Task to carry out - Copy exactly, no pictures: every line from the one that contains "point: the forehead, one" through the end of the entries below.
##########
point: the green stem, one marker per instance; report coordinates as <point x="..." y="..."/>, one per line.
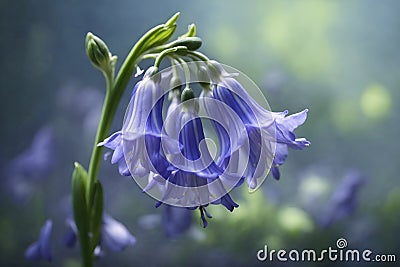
<point x="102" y="130"/>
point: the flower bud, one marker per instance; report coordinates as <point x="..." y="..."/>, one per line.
<point x="203" y="77"/>
<point x="176" y="83"/>
<point x="97" y="52"/>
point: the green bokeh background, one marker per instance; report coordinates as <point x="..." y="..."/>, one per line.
<point x="340" y="59"/>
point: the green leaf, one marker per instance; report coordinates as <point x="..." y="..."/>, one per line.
<point x="190" y="33"/>
<point x="96" y="214"/>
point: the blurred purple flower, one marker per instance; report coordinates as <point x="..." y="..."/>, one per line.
<point x="176" y="220"/>
<point x="33" y="164"/>
<point x="82" y="104"/>
<point x="40" y="250"/>
<point x="39" y="159"/>
<point x="343" y="201"/>
<point x="114" y="235"/>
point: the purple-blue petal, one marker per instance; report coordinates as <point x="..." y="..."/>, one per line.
<point x="176" y="220"/>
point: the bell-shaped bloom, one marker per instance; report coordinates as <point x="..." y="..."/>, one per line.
<point x="195" y="180"/>
<point x="40" y="250"/>
<point x="176" y="220"/>
<point x="269" y="134"/>
<point x="137" y="146"/>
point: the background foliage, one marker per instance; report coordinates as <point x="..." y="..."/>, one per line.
<point x="338" y="58"/>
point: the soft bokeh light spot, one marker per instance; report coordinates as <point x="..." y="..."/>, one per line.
<point x="376" y="101"/>
<point x="294" y="220"/>
<point x="344" y="114"/>
<point x="298" y="33"/>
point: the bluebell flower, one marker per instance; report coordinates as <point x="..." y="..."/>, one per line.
<point x="176" y="220"/>
<point x="114" y="235"/>
<point x="40" y="250"/>
<point x="269" y="133"/>
<point x="140" y="136"/>
<point x="195" y="180"/>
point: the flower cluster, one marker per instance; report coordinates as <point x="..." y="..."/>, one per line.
<point x="172" y="149"/>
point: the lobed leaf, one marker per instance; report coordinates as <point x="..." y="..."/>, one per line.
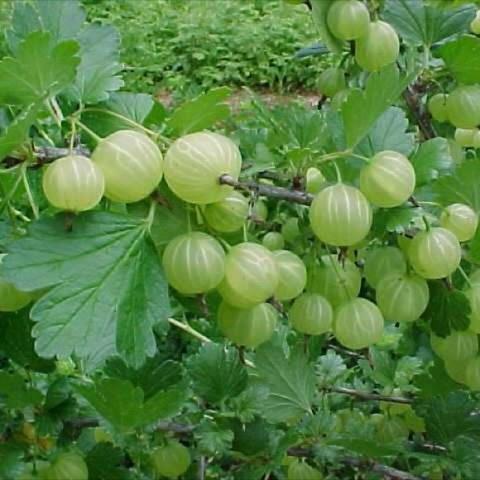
<point x="421" y="24"/>
<point x="291" y="383"/>
<point x="458" y="57"/>
<point x="382" y="90"/>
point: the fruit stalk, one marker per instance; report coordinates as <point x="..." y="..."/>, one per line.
<point x="421" y="117"/>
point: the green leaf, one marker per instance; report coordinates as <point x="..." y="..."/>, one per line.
<point x="14" y="392"/>
<point x="447" y="309"/>
<point x="97" y="74"/>
<point x="330" y="368"/>
<point x="388" y="133"/>
<point x="291" y="383"/>
<point x="381" y="91"/>
<point x="394" y="219"/>
<point x="213" y="438"/>
<point x="107" y="278"/>
<point x="319" y="12"/>
<point x="419" y="23"/>
<point x="431" y="160"/>
<point x="170" y="218"/>
<point x="200" y="113"/>
<point x="217" y="373"/>
<point x="105" y="462"/>
<point x="459" y="58"/>
<point x="41" y="69"/>
<point x="16" y="133"/>
<point x="435" y="381"/>
<point x="11" y="462"/>
<point x="124" y="405"/>
<point x="63" y="20"/>
<point x="460" y="187"/>
<point x="16" y="341"/>
<point x="133" y="106"/>
<point x="449" y="417"/>
<point x="155" y="375"/>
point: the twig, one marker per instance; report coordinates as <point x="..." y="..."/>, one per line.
<point x="90" y="422"/>
<point x="388" y="472"/>
<point x="47" y="155"/>
<point x="201" y="468"/>
<point x="272" y="191"/>
<point x="344" y="351"/>
<point x="421" y="117"/>
<point x="187" y="328"/>
<point x="370" y="396"/>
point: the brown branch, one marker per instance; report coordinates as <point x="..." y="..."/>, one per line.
<point x="47" y="154"/>
<point x="374" y="467"/>
<point x="295" y="196"/>
<point x="370" y="396"/>
<point x="421" y="116"/>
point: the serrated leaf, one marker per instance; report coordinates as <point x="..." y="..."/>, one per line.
<point x="419" y="23"/>
<point x="16" y="341"/>
<point x="382" y="90"/>
<point x="107" y="280"/>
<point x="14" y="392"/>
<point x="460" y="187"/>
<point x="319" y="13"/>
<point x="97" y="74"/>
<point x="170" y="218"/>
<point x="364" y="446"/>
<point x="458" y="57"/>
<point x="11" y="462"/>
<point x="155" y="375"/>
<point x="394" y="219"/>
<point x="105" y="462"/>
<point x="251" y="438"/>
<point x="449" y="417"/>
<point x="291" y="383"/>
<point x="213" y="438"/>
<point x="217" y="373"/>
<point x="124" y="405"/>
<point x="432" y="159"/>
<point x="330" y="367"/>
<point x="133" y="106"/>
<point x="447" y="309"/>
<point x="389" y="132"/>
<point x="41" y="69"/>
<point x="200" y="113"/>
<point x="63" y="20"/>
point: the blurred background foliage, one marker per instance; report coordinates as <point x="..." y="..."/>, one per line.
<point x="189" y="46"/>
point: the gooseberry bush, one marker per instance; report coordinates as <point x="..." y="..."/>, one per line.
<point x="278" y="293"/>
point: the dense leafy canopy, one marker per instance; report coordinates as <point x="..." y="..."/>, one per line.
<point x="273" y="292"/>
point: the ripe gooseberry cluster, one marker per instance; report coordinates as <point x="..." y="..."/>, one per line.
<point x="249" y="274"/>
<point x="376" y="45"/>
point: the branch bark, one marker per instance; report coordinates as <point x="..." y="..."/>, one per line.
<point x="374" y="467"/>
<point x="48" y="154"/>
<point x="294" y="196"/>
<point x="370" y="396"/>
<point x="421" y="116"/>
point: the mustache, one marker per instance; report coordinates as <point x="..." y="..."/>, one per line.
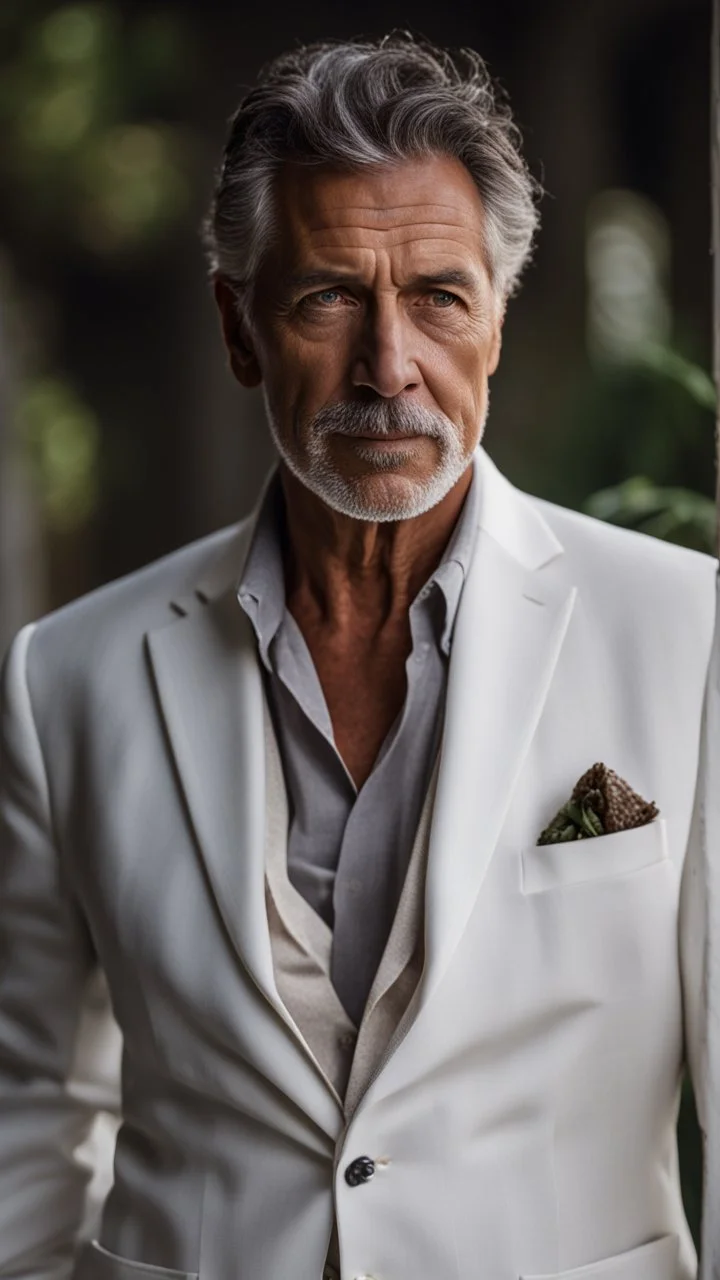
<point x="379" y="417"/>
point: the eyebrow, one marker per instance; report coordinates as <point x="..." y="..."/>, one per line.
<point x="450" y="275"/>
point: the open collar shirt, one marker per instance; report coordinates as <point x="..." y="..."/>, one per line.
<point x="347" y="849"/>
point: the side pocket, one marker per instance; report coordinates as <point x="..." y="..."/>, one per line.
<point x="98" y="1264"/>
<point x="654" y="1261"/>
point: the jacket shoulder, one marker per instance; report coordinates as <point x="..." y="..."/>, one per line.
<point x="627" y="551"/>
<point x="117" y="616"/>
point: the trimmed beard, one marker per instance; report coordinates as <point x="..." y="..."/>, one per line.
<point x="349" y="497"/>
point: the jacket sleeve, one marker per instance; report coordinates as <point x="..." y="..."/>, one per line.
<point x="700" y="964"/>
<point x="58" y="1045"/>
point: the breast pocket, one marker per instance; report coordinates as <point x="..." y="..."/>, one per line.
<point x="654" y="1261"/>
<point x="577" y="862"/>
<point x="98" y="1264"/>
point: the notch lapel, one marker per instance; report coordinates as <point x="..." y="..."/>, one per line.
<point x="212" y="699"/>
<point x="510" y="627"/>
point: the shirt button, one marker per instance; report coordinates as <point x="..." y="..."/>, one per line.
<point x="360" y="1171"/>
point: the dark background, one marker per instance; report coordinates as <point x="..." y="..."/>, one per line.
<point x="122" y="434"/>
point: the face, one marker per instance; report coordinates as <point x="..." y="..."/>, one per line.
<point x="374" y="330"/>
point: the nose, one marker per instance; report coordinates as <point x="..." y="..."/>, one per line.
<point x="383" y="360"/>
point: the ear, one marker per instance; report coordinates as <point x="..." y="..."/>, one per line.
<point x="237" y="336"/>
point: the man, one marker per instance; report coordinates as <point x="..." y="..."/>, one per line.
<point x="285" y="789"/>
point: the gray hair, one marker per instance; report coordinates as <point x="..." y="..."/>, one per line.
<point x="365" y="104"/>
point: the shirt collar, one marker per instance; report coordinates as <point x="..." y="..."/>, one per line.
<point x="261" y="586"/>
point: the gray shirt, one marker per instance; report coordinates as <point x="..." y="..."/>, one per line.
<point x="347" y="850"/>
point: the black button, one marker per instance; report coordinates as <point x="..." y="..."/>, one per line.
<point x="360" y="1171"/>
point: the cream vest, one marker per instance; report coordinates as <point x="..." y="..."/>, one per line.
<point x="349" y="1057"/>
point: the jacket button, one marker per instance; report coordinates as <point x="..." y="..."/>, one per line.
<point x="360" y="1171"/>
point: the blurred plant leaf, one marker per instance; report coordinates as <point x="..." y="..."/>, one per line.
<point x="675" y="515"/>
<point x="60" y="437"/>
<point x="674" y="366"/>
<point x="89" y="151"/>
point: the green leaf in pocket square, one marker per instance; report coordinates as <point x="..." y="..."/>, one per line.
<point x="601" y="803"/>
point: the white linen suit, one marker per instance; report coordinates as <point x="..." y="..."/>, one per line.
<point x="523" y="1127"/>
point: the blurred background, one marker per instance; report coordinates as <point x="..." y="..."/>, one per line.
<point x="122" y="433"/>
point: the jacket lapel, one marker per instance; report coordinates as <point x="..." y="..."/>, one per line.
<point x="511" y="622"/>
<point x="212" y="700"/>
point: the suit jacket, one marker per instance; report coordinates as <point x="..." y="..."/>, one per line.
<point x="524" y="1123"/>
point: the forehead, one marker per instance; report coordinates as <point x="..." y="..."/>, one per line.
<point x="414" y="209"/>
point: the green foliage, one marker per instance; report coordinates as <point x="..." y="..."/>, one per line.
<point x="86" y="155"/>
<point x="677" y="515"/>
<point x="60" y="437"/>
<point x="671" y="512"/>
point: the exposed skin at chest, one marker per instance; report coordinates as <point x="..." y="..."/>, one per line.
<point x="377" y="289"/>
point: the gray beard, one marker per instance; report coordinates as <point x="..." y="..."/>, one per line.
<point x="401" y="499"/>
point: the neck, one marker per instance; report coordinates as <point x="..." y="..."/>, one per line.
<point x="356" y="572"/>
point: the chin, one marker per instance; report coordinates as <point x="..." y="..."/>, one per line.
<point x="379" y="498"/>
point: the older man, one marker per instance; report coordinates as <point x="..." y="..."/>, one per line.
<point x="306" y="791"/>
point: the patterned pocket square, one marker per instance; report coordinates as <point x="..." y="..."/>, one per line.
<point x="601" y="804"/>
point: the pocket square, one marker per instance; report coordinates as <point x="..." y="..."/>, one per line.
<point x="601" y="804"/>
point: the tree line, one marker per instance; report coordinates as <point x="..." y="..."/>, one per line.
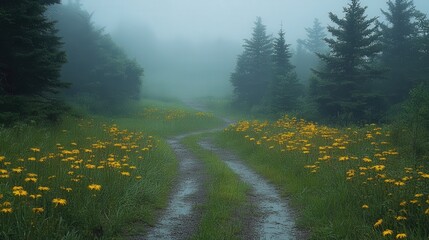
##########
Answer section -
point: the forehead, one marker per instance; report coordinates as <point x="..." y="..."/>, one per line.
<point x="414" y="209"/>
point: the green foliage, one marker per instance; report coordinates as <point x="..." y="..."/>, one per line.
<point x="86" y="155"/>
<point x="677" y="515"/>
<point x="60" y="437"/>
<point x="671" y="512"/>
point: the exposed skin at chest, one marker per instance; report coordinates as <point x="..." y="..."/>, one per line.
<point x="377" y="289"/>
point: the gray beard, one marker per instance; report coordinates as <point x="..." y="..."/>, one per line.
<point x="401" y="499"/>
point: the neck, one marker per instance; report coordinates as <point x="..." y="..."/>, one per line.
<point x="356" y="572"/>
point: the chin, one marker per instance; report coordinates as <point x="..." y="..."/>, one per line.
<point x="379" y="498"/>
point: the older man, one marker per instance; report coordinates as <point x="..." y="..."/>, one per line.
<point x="306" y="791"/>
point: the patterned pocket square, one marker per instance; report coordinates as <point x="..." y="..."/>, one per line.
<point x="601" y="804"/>
point: the pocket square, one marker per instance; report coordinates as <point x="..." y="..."/>, one per line.
<point x="601" y="804"/>
point: the tree line, one marker per instance; report coordinates as <point x="..." y="..."/>, one per line.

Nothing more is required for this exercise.